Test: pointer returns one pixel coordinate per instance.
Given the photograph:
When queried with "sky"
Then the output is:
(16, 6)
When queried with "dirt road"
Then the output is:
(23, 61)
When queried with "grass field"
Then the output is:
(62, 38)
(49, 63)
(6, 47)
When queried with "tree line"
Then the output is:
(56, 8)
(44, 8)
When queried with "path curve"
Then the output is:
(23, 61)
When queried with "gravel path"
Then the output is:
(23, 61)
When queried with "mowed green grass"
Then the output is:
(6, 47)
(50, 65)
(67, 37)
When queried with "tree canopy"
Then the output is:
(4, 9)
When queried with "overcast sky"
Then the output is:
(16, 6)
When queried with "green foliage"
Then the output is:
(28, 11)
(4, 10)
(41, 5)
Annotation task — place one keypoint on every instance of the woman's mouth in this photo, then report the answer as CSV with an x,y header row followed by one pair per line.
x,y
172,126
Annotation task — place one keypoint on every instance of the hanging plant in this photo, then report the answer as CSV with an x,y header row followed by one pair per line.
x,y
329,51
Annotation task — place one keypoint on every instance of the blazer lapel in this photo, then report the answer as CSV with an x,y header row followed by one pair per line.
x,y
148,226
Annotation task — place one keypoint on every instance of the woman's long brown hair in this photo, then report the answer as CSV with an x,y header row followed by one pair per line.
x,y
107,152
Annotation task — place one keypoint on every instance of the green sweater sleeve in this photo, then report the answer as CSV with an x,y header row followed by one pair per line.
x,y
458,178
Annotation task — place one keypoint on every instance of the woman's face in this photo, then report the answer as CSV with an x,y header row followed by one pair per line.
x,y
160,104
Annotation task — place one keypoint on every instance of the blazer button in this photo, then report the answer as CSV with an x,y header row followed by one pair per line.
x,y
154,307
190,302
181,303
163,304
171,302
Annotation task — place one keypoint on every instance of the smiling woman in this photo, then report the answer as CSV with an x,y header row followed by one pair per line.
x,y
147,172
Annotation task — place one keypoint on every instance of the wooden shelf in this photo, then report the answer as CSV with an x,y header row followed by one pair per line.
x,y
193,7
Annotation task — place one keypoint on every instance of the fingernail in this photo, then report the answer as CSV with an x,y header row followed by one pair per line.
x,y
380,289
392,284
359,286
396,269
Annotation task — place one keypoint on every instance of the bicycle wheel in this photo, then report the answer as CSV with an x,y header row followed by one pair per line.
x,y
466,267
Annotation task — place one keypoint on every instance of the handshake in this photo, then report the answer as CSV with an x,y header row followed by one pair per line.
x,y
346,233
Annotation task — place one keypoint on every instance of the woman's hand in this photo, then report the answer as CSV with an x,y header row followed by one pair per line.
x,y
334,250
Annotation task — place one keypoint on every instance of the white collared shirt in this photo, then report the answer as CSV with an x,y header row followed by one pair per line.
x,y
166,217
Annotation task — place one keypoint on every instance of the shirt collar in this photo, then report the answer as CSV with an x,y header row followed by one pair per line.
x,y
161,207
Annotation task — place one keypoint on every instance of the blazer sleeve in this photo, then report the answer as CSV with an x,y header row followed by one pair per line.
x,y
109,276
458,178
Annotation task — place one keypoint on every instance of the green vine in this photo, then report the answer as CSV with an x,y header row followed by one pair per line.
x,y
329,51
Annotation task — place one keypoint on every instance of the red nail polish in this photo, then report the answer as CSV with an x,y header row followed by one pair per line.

################

◆ Work to complete ◆
Put every line of the listing above into a Markdown table with two columns, Row and Text, numbering the rows in order and skipping any blank lines.

◆ Answer to this problem ◆
| Row | Text |
|---|---|
| 1 | Test: pointer returns one pixel coordinate per instance. |
| 2 | Given the photograph: |
| 3 | When queried with "sky" |
| 4 | Then the output is: |
| 5 | (16, 6) |
| 6 | When queried with "dirt road" |
| 7 | Then the output is: |
| 8 | (23, 61) |
| 9 | When queried with "grass field" |
| 10 | Then the output is: |
| 11 | (62, 38) |
| 12 | (49, 63) |
| 13 | (6, 47) |
| 14 | When queried with "tree line" |
| 15 | Then the output is: |
| 16 | (56, 8) |
| 17 | (44, 8) |
| 18 | When queried with "path curve" |
| 19 | Then the output is: |
| 20 | (23, 61) |
| 21 | When queried with "gravel path" |
| 22 | Then the output is: |
| 23 | (23, 61) |
| 24 | When queried with "mowed green grass" |
| 25 | Then the output is: |
| 26 | (6, 47) |
| 27 | (50, 65) |
| 28 | (67, 37) |
| 29 | When queried with "tree canopy" |
| 30 | Then the output is: |
| 31 | (4, 9) |
| 32 | When queried with "overcast sky" |
| 33 | Then the output is: |
| 34 | (16, 6) |
| 35 | When queried with "green foliage" |
| 36 | Then the output is: |
| 37 | (28, 11) |
| 38 | (4, 10) |
| 39 | (41, 5) |
| 40 | Annotation task — place one keypoint on every instance of the woman's mouth in this photo, then report the answer as CSV with an x,y header row followed by one pair per line. |
| 41 | x,y |
| 42 | 172,126 |
| 43 | Annotation task — place one keypoint on every instance of the hanging plant in this photo, then report the answer as CSV with an x,y header row followed by one pair per line. |
| 44 | x,y |
| 45 | 329,51 |
| 46 | Annotation task — place one keypoint on every instance of the blazer lapel in this photo, then report the answer as CSV with an x,y header row followed by one pair per line. |
| 47 | x,y |
| 48 | 148,226 |
| 49 | Annotation task — place one keypoint on every instance of the woman's long brown hair in this photo, then report the answer as CSV with an x,y header row followed by one pair per line. |
| 50 | x,y |
| 51 | 107,152 |
| 52 | Annotation task — place one keypoint on every instance of the green sweater sleeve in this photo, then report the answer as CSV with an x,y header row followed by one pair per line. |
| 53 | x,y |
| 54 | 458,178 |
| 55 | Annotation task — place one keypoint on every instance of the woman's face in this photo, then report the answer as CSV with an x,y header row followed by one pair per line. |
| 56 | x,y |
| 57 | 160,104 |
| 58 | Annotation task — place one keypoint on every instance of the blazer button in this photo, then report the answer as CSV with an x,y header row followed by one pair per line. |
| 59 | x,y |
| 60 | 154,307 |
| 61 | 190,302 |
| 62 | 181,303 |
| 63 | 163,304 |
| 64 | 171,302 |
| 65 | Annotation task — place one keypoint on every instance of the smiling woman in this photo, then report the answer as CSV with an x,y header row followed by one pair per line. |
| 66 | x,y |
| 67 | 147,172 |
| 68 | Annotation task — place one keypoint on every instance of the wooden shelf in this photo, then report the answer as CSV with an x,y header row followed by one pair per line. |
| 69 | x,y |
| 70 | 193,7 |
| 71 | Annotation task — place one keypoint on every instance of the fingernail in this photo, then report the answer as CSV with an x,y header row followed by one pair per line. |
| 72 | x,y |
| 73 | 380,289 |
| 74 | 392,284 |
| 75 | 359,286 |
| 76 | 396,269 |
| 77 | Annotation task — place one keypoint on every instance of the bicycle wheel in this photo, then report the answer as CSV with an x,y header row followed by one pair per line. |
| 78 | x,y |
| 79 | 466,267 |
| 80 | Annotation task — place one keypoint on every instance of the handshake in this photo, then report the answer as CSV with an x,y header row followed by one pair per line. |
| 81 | x,y |
| 82 | 346,233 |
| 83 | Annotation task — place one keypoint on every instance of the woman's hand in this photo, then report the answer as CSV with an x,y header row followed by one pair per line. |
| 84 | x,y |
| 85 | 334,250 |
| 86 | Annotation task — place one keypoint on every instance of the white collared shirt in this photo, then report the answer as CSV with an x,y header row followed by one pair per line. |
| 87 | x,y |
| 88 | 166,217 |
| 89 | Annotation task — place one keypoint on every instance of the shirt collar in this photo, then report the answer as CSV with an x,y header row followed by one pair per line. |
| 90 | x,y |
| 91 | 161,207 |
| 92 | Annotation task — place one keypoint on every instance of the blazer sleeve in this photo, then report the answer as CSV with an x,y header row followed by one pair per line. |
| 93 | x,y |
| 94 | 109,276 |
| 95 | 458,178 |
| 96 | Annotation task — place one keypoint on every instance of the green vine in this photo, then report the answer as CSV with an x,y header row followed by one pair per line. |
| 97 | x,y |
| 98 | 329,51 |
| 99 | Annotation task — place one keypoint on every instance of the red nail polish in this photo, then report the answer as CSV with an x,y header row followed by one pair per line. |